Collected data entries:
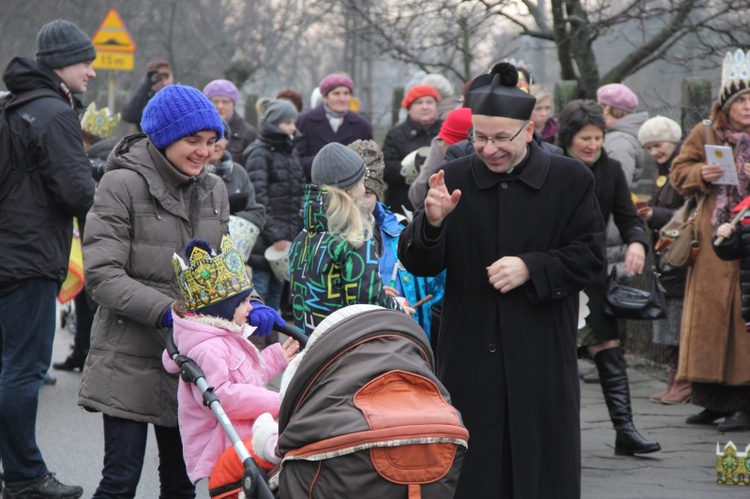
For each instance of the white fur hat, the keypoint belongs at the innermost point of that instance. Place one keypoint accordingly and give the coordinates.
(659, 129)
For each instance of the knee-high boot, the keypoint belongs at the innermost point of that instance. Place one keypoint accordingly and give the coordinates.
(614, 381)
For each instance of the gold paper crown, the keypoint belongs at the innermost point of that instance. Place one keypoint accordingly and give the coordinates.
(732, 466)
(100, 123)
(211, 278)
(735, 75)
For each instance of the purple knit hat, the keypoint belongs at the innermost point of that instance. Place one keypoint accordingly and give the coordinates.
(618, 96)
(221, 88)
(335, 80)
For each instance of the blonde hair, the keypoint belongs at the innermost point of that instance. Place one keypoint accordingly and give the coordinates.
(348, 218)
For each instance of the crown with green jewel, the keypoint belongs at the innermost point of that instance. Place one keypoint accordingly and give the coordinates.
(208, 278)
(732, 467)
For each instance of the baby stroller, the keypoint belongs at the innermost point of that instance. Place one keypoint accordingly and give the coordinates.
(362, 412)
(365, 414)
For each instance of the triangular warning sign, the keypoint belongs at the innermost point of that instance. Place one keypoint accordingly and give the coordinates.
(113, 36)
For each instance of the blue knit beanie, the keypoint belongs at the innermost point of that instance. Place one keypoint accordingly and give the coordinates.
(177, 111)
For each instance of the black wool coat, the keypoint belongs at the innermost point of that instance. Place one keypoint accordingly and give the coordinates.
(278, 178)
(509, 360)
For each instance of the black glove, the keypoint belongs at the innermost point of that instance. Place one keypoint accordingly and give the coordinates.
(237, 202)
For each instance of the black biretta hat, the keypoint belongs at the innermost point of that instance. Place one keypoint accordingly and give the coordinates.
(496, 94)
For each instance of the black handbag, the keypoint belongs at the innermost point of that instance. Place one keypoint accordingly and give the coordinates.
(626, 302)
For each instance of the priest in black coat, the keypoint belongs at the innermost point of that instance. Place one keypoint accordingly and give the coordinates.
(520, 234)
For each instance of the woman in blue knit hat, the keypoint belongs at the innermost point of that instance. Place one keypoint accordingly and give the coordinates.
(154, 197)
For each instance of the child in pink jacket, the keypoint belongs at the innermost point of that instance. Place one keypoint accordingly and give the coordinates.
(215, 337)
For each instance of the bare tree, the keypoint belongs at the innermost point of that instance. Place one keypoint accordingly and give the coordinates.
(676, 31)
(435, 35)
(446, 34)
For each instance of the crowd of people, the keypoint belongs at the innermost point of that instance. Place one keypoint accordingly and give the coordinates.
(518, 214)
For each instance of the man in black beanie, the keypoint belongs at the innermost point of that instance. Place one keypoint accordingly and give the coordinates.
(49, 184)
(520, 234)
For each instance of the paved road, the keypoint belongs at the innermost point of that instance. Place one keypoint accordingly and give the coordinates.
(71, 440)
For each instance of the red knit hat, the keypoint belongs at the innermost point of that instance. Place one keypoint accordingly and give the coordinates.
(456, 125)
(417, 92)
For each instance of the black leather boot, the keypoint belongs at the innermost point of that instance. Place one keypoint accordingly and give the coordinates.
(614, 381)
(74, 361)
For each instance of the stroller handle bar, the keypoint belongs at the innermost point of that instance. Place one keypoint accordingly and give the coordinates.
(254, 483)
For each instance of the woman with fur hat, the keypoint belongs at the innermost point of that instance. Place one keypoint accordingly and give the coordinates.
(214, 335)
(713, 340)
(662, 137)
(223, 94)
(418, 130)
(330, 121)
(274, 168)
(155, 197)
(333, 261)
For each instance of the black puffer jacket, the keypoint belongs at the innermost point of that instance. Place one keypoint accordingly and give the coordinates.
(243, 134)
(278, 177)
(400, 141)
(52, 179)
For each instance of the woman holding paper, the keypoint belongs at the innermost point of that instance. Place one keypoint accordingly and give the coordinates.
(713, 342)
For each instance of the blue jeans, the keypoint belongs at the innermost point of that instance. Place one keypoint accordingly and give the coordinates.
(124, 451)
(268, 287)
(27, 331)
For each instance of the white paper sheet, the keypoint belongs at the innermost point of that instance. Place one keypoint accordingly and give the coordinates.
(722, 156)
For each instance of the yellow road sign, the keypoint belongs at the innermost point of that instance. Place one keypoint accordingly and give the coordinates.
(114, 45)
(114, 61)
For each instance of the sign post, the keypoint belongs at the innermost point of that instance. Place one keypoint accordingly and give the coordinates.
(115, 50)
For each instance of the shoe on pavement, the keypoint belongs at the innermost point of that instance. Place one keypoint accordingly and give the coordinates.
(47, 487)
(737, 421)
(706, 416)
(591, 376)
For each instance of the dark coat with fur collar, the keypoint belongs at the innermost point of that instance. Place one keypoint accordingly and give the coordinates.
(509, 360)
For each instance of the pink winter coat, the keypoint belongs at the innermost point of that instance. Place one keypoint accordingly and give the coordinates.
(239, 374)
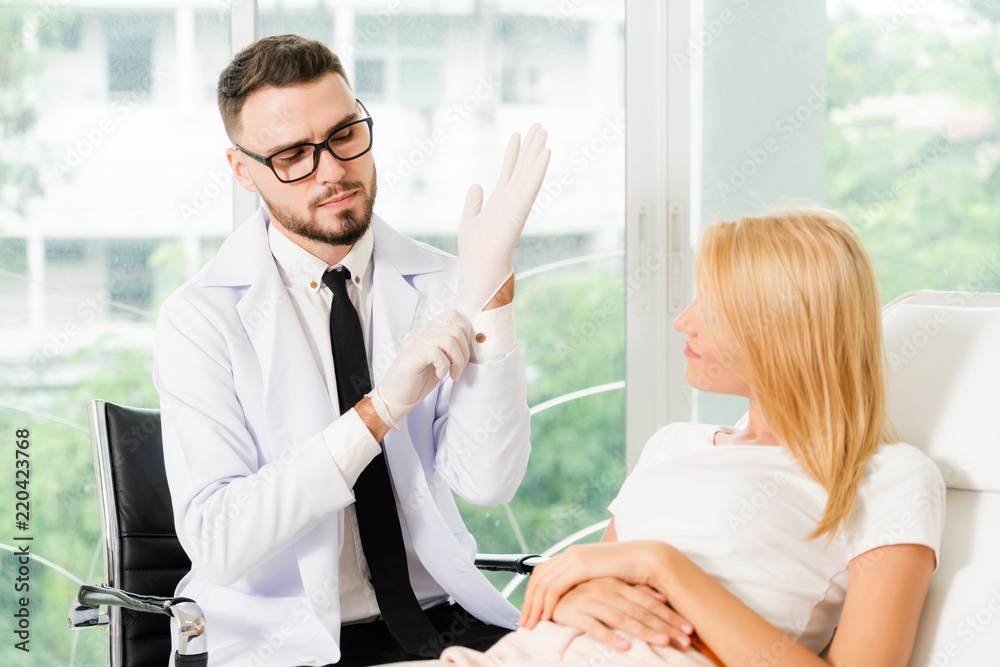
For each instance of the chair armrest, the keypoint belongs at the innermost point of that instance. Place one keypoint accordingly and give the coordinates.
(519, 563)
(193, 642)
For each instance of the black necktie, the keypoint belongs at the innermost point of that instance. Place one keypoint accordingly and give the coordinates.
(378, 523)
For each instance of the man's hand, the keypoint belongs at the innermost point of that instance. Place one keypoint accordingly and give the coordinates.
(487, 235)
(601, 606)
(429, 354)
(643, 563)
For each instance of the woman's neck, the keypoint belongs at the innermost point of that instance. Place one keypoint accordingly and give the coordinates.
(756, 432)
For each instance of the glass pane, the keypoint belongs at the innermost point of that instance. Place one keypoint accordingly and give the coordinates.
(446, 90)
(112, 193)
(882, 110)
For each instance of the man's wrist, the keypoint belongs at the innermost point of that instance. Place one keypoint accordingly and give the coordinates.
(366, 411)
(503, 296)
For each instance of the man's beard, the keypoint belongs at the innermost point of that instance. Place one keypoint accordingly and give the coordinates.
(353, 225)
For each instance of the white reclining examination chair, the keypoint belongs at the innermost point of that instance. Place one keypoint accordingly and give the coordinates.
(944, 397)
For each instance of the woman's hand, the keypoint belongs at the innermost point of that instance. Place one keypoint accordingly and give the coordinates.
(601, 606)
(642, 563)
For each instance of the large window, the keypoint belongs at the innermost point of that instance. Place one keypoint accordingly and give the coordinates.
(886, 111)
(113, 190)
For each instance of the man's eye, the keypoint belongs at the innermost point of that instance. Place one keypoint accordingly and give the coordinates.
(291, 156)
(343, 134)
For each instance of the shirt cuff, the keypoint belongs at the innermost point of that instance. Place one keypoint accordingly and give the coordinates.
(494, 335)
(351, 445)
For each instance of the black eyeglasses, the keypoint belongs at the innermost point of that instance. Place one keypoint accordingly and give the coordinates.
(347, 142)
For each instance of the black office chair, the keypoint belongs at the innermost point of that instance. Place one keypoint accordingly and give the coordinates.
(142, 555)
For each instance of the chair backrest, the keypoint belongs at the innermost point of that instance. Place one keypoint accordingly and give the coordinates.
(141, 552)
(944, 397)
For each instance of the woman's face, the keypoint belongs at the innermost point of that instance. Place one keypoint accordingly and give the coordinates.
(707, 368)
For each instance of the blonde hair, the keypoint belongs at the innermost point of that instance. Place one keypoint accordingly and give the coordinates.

AIM OF THE EXERCISE:
Output the data above exactly; pictures do not belong in the copy.

SOLUTION FOR THIS TASK:
For each instance of the white fur hat, the keypoint belongs at the innermost point of that instance. Place one keypoint accordingly and give the coordinates.
(659, 129)
For each instance of the knee-high boot, the keypoint belongs at the innermost point of that instance. Place one keypoint accordingly and give the coordinates.
(614, 381)
For each instance of the gold paper crown, the keypoint belongs at the innermost point of that instance. Place one keypoint accordingly and give the coordinates.
(732, 466)
(100, 123)
(211, 278)
(735, 75)
For each instance of the purple knit hat, the keypoint belongs at the innermost point of that instance. Place one keypoint accordingly and give the coordinates.
(618, 96)
(221, 88)
(335, 80)
For each instance of the blonde hair, the keypoint belongs at the innermost point of that instance. Place one keypoint accordingly and give the coordinates.
(348, 218)
For each instance of the crown with green jewel, the keypoint belongs at the innermost point of that instance. Place one keypoint accordingly and give the coordinates.
(208, 278)
(732, 467)
For each instance of the baby stroller, the keypoint belongs at the innermost point of that instance. Place one keypoint accordingly and give the coordinates.
(362, 412)
(365, 414)
For each instance of the triangular warning sign, the keypoint belongs at the innermost point of that instance. Place one keypoint accordingly and give the coordinates.
(113, 36)
For each instance of the blue knit beanie, the keypoint belongs at the innermost point of that instance. Place one keypoint accordingly and give the coordinates.
(177, 111)
For each instance of the black wool coat, the keypoint belongs at the innermost point of that instance. Place one keypoint accordingly and give the coordinates.
(278, 178)
(509, 360)
For each instance of the black glove, the keypoint belongs at the innermost point of that instance. Place one keypoint accordingly and give the coordinates.
(237, 202)
For each instance of the black biretta hat, the keypoint belongs at the innermost point of that instance. Place one keypoint accordingly and give the coordinates.
(496, 94)
For each instance of the black handbag, the keypoint belongs at the innermost point of that instance. Place one keypoint accordingly and give the coordinates.
(626, 302)
For each instance of the priest in black coat, the keypoint belongs at the innermost point of that instance. Place one keypoint accordingly and give the coordinates.
(520, 234)
For each instance of the woman in blue knit hat, the keypoint belongs at the innermost point of that instance. Place one keypoint accordingly and give the coordinates.
(154, 197)
For each instance of the child in pink jacket, the keypoint belongs at the innermost point of that instance. Place one keypoint accordingly and give the coordinates.
(215, 337)
For each instance of the bare tree, the keypoint belongs at the innermost point of that instance. Place one keypoint accordingly and give the coordinates.
(676, 31)
(435, 35)
(446, 34)
For each instance of the crowd of people, the keypoint belongs at the innermost point of that instance. Place one keypoint accordingly and give the coordinates.
(518, 214)
For each instance of the man in black beanie, the keypoint belongs at the innermost point of that instance. Place one keypoint accordingly and give the coordinates.
(49, 184)
(520, 234)
For each instance of the paved road, the keypoint belongs at the innermost point of that instance. Place one keypoint accordingly and give the coordinates.
(71, 440)
For each instance of the red knit hat, the keypoint belongs at the innermost point of that instance. Place one keypoint accordingly and give the coordinates.
(456, 125)
(417, 92)
For each instance of the black leather boot, the keypoint belongs at the innermost point of that instance. Place one keypoint accordingly and give the coordinates.
(614, 381)
(74, 361)
For each instance of the stroller handle bar, the keypoint belongs at the innermost point of that instance. Place one keypoint accordingly and give the coordinates.
(254, 483)
For each instance of the woman with fur hat, the keypoint belongs at the innermost point of that instance. Place one keypoint accordingly and give the coordinates.
(214, 335)
(713, 340)
(662, 137)
(223, 94)
(418, 130)
(330, 121)
(274, 168)
(155, 197)
(333, 261)
For each instance of the black puffer jacket, the keypoint belongs at the innermost point of that instance. Place one keypoint accordingly and give the coordinates.
(243, 134)
(278, 177)
(400, 141)
(52, 179)
For each instance of the woman holding paper, the keypoint belongs at the innermost point of that instance. Place one keypoint accordingly and give the coordinates.
(713, 342)
For each instance of the blue jeans, the keypoint belongs at the innermost point of that instance. Place one keypoint accordingly and give the coordinates.
(124, 451)
(268, 287)
(27, 331)
For each instance of the white paper sheet, the keypoint belongs at the innermost point of that instance. Place one keypoint accordingly and give the coordinates.
(722, 156)
For each instance of the yellow road sign, the keypoint belongs at the innermost point of that instance. Place one keypoint accordingly and give the coordinates.
(114, 45)
(114, 61)
For each instance of the sign post, the keypoint belongs at the innermost point of that instance. Place one keypoint accordingly and give the coordinates.
(115, 50)
For each instance of the shoe on pavement, the keypoint belongs at the innermost point of that instance. Place one keypoint accordingly and give the coordinates.
(47, 487)
(737, 421)
(706, 416)
(591, 376)
For each instance of the dark coat with fur collar, the keypoint belongs at the innermost point of that instance. Place one keypoint accordingly and give the coordinates.
(509, 360)
For each instance of the pink winter coat, the keypoint belongs at the innermost point of that instance. Place one keypoint accordingly and give the coordinates.
(239, 374)
For each instance of the chair armrest, the keypoint belongs at the innermost point of that instance. Place one keypoint accordingly and give the coordinates.
(519, 563)
(193, 642)
For each instance of the black necktie, the keypoint belongs at the innermost point of that instance. Place one keypoint accordingly and give the coordinates.
(378, 523)
For each instance of the man's hand, the keypoint belongs at the innermost point of that instance. Place one keypoint accordingly and give the coordinates.
(487, 235)
(601, 606)
(429, 354)
(643, 563)
For each instance of the woman's neck, the keypoint belongs at the innermost point of that instance. Place one keypoint accordingly and give the coordinates.
(756, 432)
For each instance of the glass pane, the keypoint belongs at the innermost point of that instance. Place one keypoint accordingly and give the coordinates.
(446, 90)
(112, 193)
(882, 110)
For each instance of the man's wrist, the keypoint belongs at the innermost point of that instance. Place one keypoint accordingly and give the coordinates.
(366, 411)
(503, 296)
For each instance of the man's beard, the keypoint belongs at the innermost point of that instance. Place one keypoint accordingly and give the coordinates.
(353, 225)
For each instance of the white reclining examination chair, the keypoint belongs at the innermost point of that instance. Place one keypoint accordingly and give the coordinates.
(944, 397)
For each instance of the woman's hand, the keypoint belongs at the innermost point of that instance. Place one keypoint accordingly and give the coordinates.
(601, 606)
(642, 563)
For each instance of the large window, the keypoint belongs at the innermost point of that instance. Place one keypoint accordingly and give the coordinates.
(886, 111)
(113, 190)
For each instance of the man's eye, the keypoint belongs at the innermost point of that instance. Place one keypoint accordingly and give the coordinates.
(291, 156)
(343, 134)
For each instance of the shirt cuff, the keypoint belongs at the innermost point of that instance. Place one keypoint accordingly and give the coordinates.
(494, 335)
(351, 445)
For each instance of the black eyeglasses, the keypoint belongs at the innermost point of that instance. Place one keypoint accordingly and give the coordinates.
(347, 142)
For each instance of the black office chair, the keypoint belongs at the innermost point of that instance. Place one keypoint accordingly and give the coordinates.
(142, 555)
For each instance of the chair backrest, the keypoint belongs at the innermost point of that instance. Place one keypoint accordingly and give the coordinates.
(141, 552)
(944, 397)
For each instance of the woman's face, the keypoint belongs at the innermost point of that instance. Place one keypoint accordingly and give the coordinates.
(707, 368)
For each instance of the blonde hair, the keypoint belongs at the innermost point of that instance. Place one keypoint accordingly and give the coordinates.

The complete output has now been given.